Entries on locating named things
----------

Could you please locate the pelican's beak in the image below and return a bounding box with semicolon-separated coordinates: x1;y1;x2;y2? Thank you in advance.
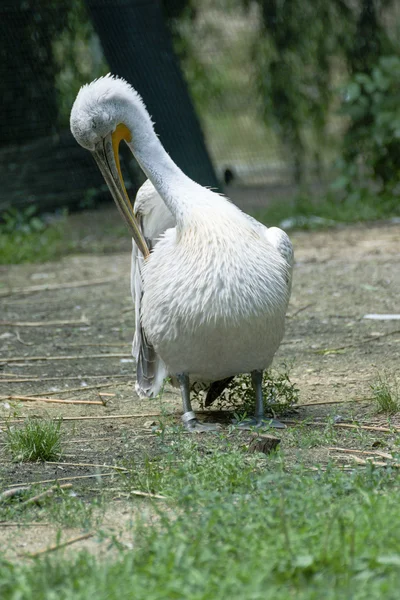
92;123;149;258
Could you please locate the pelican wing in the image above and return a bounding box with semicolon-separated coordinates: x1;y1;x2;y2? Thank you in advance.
131;181;175;398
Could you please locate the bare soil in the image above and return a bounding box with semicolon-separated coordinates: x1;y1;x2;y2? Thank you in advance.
0;216;400;556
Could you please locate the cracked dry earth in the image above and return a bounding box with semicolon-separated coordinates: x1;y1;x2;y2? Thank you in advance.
0;223;400;556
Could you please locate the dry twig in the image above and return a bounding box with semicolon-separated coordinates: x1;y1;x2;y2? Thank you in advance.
21;531;96;558
0;317;90;327
0;352;132;363
0;395;105;406
21;483;72;506
0;277;118;298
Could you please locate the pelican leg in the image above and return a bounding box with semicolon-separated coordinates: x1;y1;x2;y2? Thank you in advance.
176;373;219;433
238;371;286;429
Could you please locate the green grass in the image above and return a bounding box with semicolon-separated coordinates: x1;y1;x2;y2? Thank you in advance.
192;365;299;417
371;373;400;415
0;429;400;600
6;419;61;462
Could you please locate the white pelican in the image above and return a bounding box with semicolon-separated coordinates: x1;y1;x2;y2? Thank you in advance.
71;75;293;431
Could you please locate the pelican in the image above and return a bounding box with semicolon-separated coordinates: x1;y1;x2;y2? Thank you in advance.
70;75;293;432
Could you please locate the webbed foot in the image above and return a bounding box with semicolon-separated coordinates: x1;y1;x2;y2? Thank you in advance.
234;417;286;429
182;411;221;433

----------

AIM OF THE EXERCISE:
From the lines above, pick out every line that contains the string "foot", copying each one in full. Case counts.

ANSWER BELOW:
Could you please locate the webbed foot in the image above and return a bounding box with semicolon-separated coordinates: x1;y1;x2;y2? Thank you in advance.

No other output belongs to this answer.